═══ Data supplied

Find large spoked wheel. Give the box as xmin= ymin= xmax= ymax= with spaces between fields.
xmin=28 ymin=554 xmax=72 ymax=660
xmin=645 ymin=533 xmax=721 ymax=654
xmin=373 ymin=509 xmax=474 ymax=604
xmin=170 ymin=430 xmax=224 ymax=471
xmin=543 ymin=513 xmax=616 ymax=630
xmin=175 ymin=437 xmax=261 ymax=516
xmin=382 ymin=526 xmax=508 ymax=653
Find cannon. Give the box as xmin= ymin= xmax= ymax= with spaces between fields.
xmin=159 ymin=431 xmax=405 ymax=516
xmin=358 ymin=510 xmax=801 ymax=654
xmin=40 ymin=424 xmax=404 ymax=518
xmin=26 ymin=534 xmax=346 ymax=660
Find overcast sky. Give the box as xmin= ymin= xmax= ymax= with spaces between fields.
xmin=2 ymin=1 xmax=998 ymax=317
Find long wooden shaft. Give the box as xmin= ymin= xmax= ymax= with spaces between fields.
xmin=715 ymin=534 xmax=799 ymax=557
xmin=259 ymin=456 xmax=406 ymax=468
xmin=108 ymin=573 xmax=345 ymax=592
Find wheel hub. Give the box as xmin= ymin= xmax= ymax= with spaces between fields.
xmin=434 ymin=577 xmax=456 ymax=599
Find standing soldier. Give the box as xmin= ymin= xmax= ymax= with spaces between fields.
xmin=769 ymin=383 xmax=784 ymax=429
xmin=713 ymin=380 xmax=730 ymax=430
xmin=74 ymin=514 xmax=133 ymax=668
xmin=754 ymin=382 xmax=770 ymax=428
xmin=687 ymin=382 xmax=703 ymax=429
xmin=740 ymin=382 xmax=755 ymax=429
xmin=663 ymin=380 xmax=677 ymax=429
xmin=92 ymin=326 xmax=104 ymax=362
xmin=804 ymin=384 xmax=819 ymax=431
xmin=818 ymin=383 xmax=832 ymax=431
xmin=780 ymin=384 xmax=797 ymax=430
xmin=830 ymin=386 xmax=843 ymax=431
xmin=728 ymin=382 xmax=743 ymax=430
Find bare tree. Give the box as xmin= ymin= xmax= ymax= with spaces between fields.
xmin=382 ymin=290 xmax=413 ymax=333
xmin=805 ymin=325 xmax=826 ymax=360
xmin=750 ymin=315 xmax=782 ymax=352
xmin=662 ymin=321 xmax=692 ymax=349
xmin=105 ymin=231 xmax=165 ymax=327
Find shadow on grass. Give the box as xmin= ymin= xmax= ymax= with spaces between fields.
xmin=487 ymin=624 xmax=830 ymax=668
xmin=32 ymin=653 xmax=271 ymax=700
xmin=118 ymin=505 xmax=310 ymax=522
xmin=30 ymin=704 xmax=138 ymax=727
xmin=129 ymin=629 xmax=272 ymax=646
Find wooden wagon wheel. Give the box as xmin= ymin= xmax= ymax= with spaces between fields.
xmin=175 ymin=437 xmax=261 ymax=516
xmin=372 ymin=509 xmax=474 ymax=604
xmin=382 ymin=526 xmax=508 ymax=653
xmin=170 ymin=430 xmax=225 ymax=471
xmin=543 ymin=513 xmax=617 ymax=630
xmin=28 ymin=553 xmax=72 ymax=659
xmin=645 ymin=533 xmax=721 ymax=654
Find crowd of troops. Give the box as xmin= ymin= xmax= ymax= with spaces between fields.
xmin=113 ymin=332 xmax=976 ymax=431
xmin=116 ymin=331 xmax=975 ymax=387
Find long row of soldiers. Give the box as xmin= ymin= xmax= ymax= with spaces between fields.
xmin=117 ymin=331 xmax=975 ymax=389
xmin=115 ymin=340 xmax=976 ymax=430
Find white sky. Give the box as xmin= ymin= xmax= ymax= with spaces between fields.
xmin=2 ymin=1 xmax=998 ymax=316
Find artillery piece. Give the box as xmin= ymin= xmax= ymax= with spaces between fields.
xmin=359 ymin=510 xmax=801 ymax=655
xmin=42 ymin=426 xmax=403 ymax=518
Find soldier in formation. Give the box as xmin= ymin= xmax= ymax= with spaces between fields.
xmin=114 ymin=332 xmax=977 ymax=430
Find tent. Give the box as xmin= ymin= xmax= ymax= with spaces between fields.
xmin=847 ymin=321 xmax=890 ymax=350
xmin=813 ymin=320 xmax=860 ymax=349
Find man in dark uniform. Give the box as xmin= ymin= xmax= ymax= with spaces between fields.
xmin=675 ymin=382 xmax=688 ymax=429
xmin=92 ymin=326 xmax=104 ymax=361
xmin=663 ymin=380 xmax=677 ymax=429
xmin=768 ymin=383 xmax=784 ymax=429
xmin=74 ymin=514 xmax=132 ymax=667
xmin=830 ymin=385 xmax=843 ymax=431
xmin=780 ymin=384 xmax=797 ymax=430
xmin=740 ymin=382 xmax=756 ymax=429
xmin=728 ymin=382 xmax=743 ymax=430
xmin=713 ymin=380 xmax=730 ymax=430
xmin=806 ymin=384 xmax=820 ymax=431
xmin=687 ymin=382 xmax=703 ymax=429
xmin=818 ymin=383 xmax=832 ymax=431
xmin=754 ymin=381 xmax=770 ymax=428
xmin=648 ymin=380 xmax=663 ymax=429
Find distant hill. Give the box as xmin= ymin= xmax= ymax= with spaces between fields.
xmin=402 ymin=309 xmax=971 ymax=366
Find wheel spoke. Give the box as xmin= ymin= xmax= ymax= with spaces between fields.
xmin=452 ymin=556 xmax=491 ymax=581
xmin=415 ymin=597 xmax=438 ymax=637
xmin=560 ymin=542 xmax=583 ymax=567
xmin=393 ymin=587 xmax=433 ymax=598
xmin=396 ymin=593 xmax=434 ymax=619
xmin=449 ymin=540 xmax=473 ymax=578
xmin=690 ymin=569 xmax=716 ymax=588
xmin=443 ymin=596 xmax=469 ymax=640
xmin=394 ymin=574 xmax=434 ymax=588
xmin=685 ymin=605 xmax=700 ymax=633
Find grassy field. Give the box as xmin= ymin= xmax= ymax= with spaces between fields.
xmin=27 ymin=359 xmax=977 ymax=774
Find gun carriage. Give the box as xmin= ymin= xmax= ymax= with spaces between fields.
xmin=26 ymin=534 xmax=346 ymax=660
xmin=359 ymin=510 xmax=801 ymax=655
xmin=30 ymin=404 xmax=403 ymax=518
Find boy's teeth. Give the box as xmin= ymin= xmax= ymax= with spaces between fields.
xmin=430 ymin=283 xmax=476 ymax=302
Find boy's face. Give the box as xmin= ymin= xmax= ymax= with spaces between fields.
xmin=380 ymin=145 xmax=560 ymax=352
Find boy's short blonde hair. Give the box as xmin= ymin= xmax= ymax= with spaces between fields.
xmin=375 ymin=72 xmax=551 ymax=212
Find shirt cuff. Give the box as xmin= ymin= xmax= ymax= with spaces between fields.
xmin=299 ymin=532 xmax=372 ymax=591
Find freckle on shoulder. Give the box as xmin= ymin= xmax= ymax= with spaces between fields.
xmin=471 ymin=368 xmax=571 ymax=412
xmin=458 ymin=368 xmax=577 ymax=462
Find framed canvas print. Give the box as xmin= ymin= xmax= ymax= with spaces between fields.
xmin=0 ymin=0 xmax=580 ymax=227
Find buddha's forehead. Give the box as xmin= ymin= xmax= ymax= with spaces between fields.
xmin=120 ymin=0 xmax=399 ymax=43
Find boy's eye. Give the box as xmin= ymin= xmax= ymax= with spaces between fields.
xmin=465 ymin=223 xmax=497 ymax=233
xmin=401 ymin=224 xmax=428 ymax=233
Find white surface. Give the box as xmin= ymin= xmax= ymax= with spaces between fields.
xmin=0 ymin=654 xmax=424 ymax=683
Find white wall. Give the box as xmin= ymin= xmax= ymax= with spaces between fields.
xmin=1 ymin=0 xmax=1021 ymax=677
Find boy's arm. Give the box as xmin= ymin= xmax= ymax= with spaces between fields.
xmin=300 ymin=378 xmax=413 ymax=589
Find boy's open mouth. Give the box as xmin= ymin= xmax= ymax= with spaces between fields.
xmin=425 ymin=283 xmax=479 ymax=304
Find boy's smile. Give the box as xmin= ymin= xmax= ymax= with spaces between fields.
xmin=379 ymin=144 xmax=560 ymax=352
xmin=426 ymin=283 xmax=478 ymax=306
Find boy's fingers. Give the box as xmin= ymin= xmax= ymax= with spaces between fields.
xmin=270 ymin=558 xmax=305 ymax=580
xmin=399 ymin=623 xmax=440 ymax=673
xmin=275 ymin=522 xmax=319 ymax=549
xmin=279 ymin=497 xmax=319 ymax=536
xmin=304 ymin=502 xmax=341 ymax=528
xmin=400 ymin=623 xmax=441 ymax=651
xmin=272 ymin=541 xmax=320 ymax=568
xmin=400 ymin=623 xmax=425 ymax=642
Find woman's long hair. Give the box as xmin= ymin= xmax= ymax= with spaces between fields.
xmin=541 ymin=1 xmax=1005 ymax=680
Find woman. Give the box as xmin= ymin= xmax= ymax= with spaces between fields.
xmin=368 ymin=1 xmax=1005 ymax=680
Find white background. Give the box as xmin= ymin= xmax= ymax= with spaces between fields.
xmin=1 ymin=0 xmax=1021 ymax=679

══════

From the line containing "Find boy's arm." to the last line of the records above, please write out every line exactly and add nothing.

Find boy's arm. Give the box as xmin= ymin= xmax= ymax= with spaces between fields.
xmin=300 ymin=378 xmax=413 ymax=589
Find boy's open mouth. Give the box as xmin= ymin= xmax= ymax= with spaces between fields.
xmin=425 ymin=283 xmax=479 ymax=304
Find boy's smile. Give the box as xmin= ymin= xmax= ymax= with spaces between fields.
xmin=379 ymin=144 xmax=560 ymax=352
xmin=426 ymin=283 xmax=478 ymax=306
Find boy's fingers. Give the box as xmin= ymin= xmax= ymax= with spaces between fields.
xmin=270 ymin=558 xmax=305 ymax=580
xmin=399 ymin=623 xmax=440 ymax=673
xmin=275 ymin=522 xmax=319 ymax=549
xmin=279 ymin=497 xmax=319 ymax=536
xmin=304 ymin=502 xmax=341 ymax=528
xmin=400 ymin=623 xmax=441 ymax=651
xmin=272 ymin=541 xmax=320 ymax=568
xmin=400 ymin=623 xmax=425 ymax=642
Find woman's long hair. Give the box as xmin= ymin= xmax= ymax= with spaces between fields.
xmin=541 ymin=1 xmax=1005 ymax=680
Find woman. Give the box as xmin= ymin= xmax= ymax= with spaces between fields.
xmin=368 ymin=1 xmax=1005 ymax=680
Find white background. Give the box as xmin= ymin= xmax= ymax= with spaces between fields.
xmin=1 ymin=0 xmax=1021 ymax=679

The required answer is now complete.